▸ PROBLEM STATEMENT:
The data that follows is to be given again, exactly as written.

▸ TASK MATERIAL:
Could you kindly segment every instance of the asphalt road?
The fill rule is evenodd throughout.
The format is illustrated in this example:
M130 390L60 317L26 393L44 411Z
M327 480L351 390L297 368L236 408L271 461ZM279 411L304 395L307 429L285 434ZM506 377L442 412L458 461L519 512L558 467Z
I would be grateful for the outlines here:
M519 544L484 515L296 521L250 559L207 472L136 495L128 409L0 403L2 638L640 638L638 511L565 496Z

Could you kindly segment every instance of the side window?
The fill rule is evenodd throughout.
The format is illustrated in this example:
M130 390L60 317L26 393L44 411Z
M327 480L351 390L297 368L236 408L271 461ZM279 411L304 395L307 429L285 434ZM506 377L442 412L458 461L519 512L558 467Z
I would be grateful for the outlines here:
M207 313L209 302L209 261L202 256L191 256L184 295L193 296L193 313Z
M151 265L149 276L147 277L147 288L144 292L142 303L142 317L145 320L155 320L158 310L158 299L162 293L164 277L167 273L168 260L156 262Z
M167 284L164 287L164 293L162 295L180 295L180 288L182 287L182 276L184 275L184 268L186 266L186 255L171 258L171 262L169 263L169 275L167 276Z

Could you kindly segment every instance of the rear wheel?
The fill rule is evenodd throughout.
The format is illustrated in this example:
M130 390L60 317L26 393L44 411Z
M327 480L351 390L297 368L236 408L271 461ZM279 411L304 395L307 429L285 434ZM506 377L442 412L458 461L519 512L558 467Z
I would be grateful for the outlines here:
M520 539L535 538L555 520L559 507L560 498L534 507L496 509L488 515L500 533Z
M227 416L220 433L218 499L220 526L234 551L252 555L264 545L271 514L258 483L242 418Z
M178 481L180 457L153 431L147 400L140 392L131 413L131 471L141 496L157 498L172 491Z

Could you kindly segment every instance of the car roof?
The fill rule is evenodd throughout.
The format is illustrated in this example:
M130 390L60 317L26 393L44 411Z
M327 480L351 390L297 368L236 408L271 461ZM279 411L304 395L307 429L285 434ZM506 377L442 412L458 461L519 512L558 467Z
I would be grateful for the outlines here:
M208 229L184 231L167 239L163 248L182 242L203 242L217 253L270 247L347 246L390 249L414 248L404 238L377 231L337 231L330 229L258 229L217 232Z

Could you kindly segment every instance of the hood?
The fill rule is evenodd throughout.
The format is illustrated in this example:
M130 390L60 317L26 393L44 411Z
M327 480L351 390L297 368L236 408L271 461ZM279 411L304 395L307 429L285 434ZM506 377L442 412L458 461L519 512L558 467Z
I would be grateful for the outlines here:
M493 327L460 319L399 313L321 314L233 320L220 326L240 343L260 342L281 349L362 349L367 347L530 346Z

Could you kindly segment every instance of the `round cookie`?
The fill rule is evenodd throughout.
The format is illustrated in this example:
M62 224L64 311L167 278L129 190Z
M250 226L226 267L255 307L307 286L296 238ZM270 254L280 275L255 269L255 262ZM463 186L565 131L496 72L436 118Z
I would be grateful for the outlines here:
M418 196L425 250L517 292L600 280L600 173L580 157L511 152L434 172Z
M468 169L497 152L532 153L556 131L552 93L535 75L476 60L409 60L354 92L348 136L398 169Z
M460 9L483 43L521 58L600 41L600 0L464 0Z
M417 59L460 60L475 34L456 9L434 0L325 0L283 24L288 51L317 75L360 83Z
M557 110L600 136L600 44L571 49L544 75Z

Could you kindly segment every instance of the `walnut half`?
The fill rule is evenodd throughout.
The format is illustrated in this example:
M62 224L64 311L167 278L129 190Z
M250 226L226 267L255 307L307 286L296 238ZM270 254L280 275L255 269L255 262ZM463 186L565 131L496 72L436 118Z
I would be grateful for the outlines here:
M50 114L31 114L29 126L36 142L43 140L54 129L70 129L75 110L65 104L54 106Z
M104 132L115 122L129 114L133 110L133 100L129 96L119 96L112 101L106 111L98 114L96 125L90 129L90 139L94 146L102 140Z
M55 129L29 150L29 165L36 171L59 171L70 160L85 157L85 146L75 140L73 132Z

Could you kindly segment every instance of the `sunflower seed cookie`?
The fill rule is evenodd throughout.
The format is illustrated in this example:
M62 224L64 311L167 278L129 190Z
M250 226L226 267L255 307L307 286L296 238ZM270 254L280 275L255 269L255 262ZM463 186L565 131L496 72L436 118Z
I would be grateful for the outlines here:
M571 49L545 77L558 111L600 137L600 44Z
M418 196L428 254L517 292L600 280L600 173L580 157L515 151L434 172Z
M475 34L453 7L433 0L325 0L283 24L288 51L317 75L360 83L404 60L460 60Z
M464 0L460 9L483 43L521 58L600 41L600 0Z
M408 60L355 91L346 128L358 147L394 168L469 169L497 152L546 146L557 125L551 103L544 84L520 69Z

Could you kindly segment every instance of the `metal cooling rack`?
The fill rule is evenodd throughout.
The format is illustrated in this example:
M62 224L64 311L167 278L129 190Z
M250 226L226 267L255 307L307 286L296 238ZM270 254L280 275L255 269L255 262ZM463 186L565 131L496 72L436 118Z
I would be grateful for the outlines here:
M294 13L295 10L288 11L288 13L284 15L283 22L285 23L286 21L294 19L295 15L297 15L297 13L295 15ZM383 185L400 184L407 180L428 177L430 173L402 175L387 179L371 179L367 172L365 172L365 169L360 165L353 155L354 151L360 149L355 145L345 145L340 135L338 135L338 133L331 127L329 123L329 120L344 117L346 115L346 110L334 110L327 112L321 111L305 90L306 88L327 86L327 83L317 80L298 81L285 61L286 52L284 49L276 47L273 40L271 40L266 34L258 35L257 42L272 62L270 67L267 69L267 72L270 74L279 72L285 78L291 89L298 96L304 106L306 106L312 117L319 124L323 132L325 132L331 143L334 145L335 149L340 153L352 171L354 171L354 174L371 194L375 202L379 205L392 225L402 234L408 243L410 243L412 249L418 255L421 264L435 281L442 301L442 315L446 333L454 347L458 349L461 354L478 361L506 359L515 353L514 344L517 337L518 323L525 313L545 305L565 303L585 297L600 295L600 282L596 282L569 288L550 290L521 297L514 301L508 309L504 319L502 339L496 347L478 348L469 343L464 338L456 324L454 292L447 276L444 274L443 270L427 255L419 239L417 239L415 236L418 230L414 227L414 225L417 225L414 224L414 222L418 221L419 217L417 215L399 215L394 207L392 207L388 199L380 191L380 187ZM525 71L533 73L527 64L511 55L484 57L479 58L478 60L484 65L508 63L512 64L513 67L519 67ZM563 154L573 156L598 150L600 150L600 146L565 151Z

▸ RESULT:
Could you kindly segment every instance of the asphalt road?
The fill rule is evenodd throughout.
The format is illustrated in this example:
M130 390L60 317L26 393L44 411Z
M327 480L351 390L297 368L236 408L271 461ZM279 411L304 395L307 429L285 434ZM506 377L442 412L458 461L519 512L558 467Z
I would be grateful for the outlines here:
M519 544L484 515L296 521L250 559L207 472L136 495L128 409L0 403L2 638L640 638L638 511L565 496Z

Could you kindly segment every instance of the side window?
The fill rule is evenodd throughout.
The format is illustrated in this example:
M130 390L60 317L26 393L44 411Z
M327 480L351 390L297 368L236 408L271 461ZM279 411L304 395L307 429L285 434ZM506 377L442 412L458 461L519 512L558 467Z
I would be grateful for the outlines here:
M207 313L209 302L209 261L202 256L191 256L184 295L193 296L193 313Z
M151 265L149 276L147 277L147 288L144 292L142 303L142 317L145 320L155 320L158 310L158 299L162 293L164 277L167 273L168 260L156 262Z
M167 284L164 287L164 293L162 295L180 295L180 288L182 287L182 276L184 275L184 268L186 266L186 255L171 258L171 262L169 263L169 275L167 276Z

Could you kindly segment every instance of the rear wheel?
The fill rule is evenodd throughout.
The format is illustrated in this example:
M130 390L60 317L26 393L44 411Z
M327 480L351 390L297 368L236 408L271 461ZM279 411L304 395L307 429L285 434ZM506 377L442 412L458 461L519 512L558 467Z
I would be grateful for the outlines here:
M520 539L535 538L555 520L559 507L560 498L534 507L496 509L488 515L500 533Z
M227 416L220 433L218 499L220 526L234 551L252 555L264 545L271 514L258 483L242 418Z
M178 481L180 457L153 431L147 400L140 392L131 413L131 471L141 496L157 498L172 491Z

Could you kindly segment every instance of the car roof?
The fill rule is evenodd throughout.
The format is illustrated in this example:
M130 390L60 317L26 393L44 411Z
M327 480L351 390L297 368L236 408L271 461ZM279 411L304 395L307 429L285 434ZM506 377L442 412L458 461L519 512L558 467Z
I would be grateful for the outlines here:
M208 229L184 231L167 239L163 248L182 242L203 242L217 253L270 247L347 246L390 249L414 248L404 238L377 231L337 231L330 229L258 229L217 232Z

Could you kindly segment every instance of the hood?
The fill rule is evenodd throughout.
The format is illustrated in this example:
M130 390L60 317L26 393L44 411Z
M327 480L351 390L297 368L236 408L271 461ZM279 411L304 395L307 429L285 434ZM506 377L442 412L458 461L519 512L558 467Z
I would be grateful for the outlines here:
M493 327L460 319L399 313L321 314L233 320L220 326L240 343L260 342L281 349L362 349L367 347L530 346Z

Could you kindly segment every instance of the `round cookie`?
The fill rule is evenodd throughout.
The format is illustrated in this example:
M62 224L64 311L167 278L129 190Z
M250 226L226 267L255 307L307 286L296 238ZM270 254L280 275L255 269L255 262ZM463 186L565 131L496 72L436 118Z
I would be grateful for the outlines here:
M418 196L425 250L517 292L600 280L600 173L580 157L511 152L434 172Z
M468 169L497 152L532 153L556 131L552 93L535 75L476 60L409 60L354 92L348 136L398 169Z
M460 9L483 43L521 58L600 41L600 0L464 0Z
M417 59L460 60L475 34L456 9L434 0L325 0L283 24L288 51L317 75L360 83Z
M557 110L600 136L600 44L571 49L544 75Z

Could you kindly segment every instance of the `walnut half`?
The fill rule is evenodd throughout.
The format is illustrated in this example:
M62 224L64 311L167 278L129 190Z
M250 226L226 267L255 307L307 286L296 238ZM270 254L280 275L255 269L255 262ZM463 186L565 131L496 72L436 118Z
I would be grateful for the outlines here:
M50 114L31 114L29 126L36 142L43 140L54 129L70 129L75 110L65 104L54 106Z
M104 132L115 122L129 114L133 110L133 100L129 96L119 96L112 101L106 111L98 114L96 125L90 129L90 139L94 146L102 140Z
M55 129L29 150L29 165L36 171L59 171L70 160L85 157L85 146L75 140L73 132Z

Could you kindly segment every instance of the `sunflower seed cookie`?
The fill rule is evenodd throughout.
The format is illustrated in this example:
M62 224L64 311L167 278L129 190Z
M250 226L226 267L255 307L307 286L296 238ZM270 254L280 275L255 269L255 262ZM463 186L565 131L496 72L436 118Z
I would be grateful for the outlines here:
M571 49L545 77L558 111L600 137L600 44Z
M418 196L428 254L517 292L600 280L600 173L580 157L515 151L434 172Z
M475 34L453 7L433 0L325 0L283 24L288 51L317 75L360 83L404 60L460 60Z
M464 0L460 9L483 43L521 58L600 41L600 0Z
M408 60L355 91L346 128L358 147L394 168L469 169L497 152L546 146L557 125L551 103L544 84L520 69Z

Could you kindly segment every instance of the `metal cooling rack`?
The fill rule is evenodd throughout.
The format is illustrated in this example:
M62 224L64 311L167 278L129 190Z
M250 226L226 267L255 307L307 286L296 238ZM270 254L280 275L255 269L255 262ZM463 186L565 131L496 72L436 118Z
I would be grateful for the outlines here:
M294 13L295 10L288 11L288 13L284 15L283 22L285 23L286 21L294 19L295 15L297 15L297 13L295 15ZM383 185L400 184L407 180L428 177L430 173L402 175L387 179L371 179L367 172L365 172L365 169L360 165L353 155L354 151L360 149L355 145L345 145L340 135L338 135L338 133L331 127L329 123L329 120L344 117L346 115L346 110L334 110L327 112L321 111L305 90L306 88L327 86L327 83L317 80L298 81L285 61L286 52L284 49L276 47L273 40L271 40L266 34L258 35L257 42L272 62L270 67L267 69L267 72L270 74L279 72L285 78L291 89L298 96L304 106L306 106L312 117L319 124L323 132L325 132L331 143L334 145L335 149L340 153L352 171L354 171L354 174L371 194L375 202L379 205L392 225L402 234L408 243L410 243L412 249L418 255L421 264L435 281L442 301L442 315L446 333L454 347L458 349L461 354L478 361L506 359L515 353L514 344L517 337L518 323L525 313L545 305L565 303L585 297L600 295L600 282L596 282L569 288L550 290L521 297L514 301L508 309L504 319L502 339L496 347L478 348L469 343L464 338L456 324L454 292L447 276L444 274L443 270L427 255L419 239L417 239L415 236L418 230L414 227L414 225L417 225L414 224L414 222L418 221L419 217L417 215L399 215L394 207L392 207L388 199L380 191L380 187ZM525 71L533 73L527 64L511 55L484 57L479 58L478 60L484 65L508 63L512 64L513 67L519 67ZM563 154L573 156L598 150L600 150L600 146L565 151Z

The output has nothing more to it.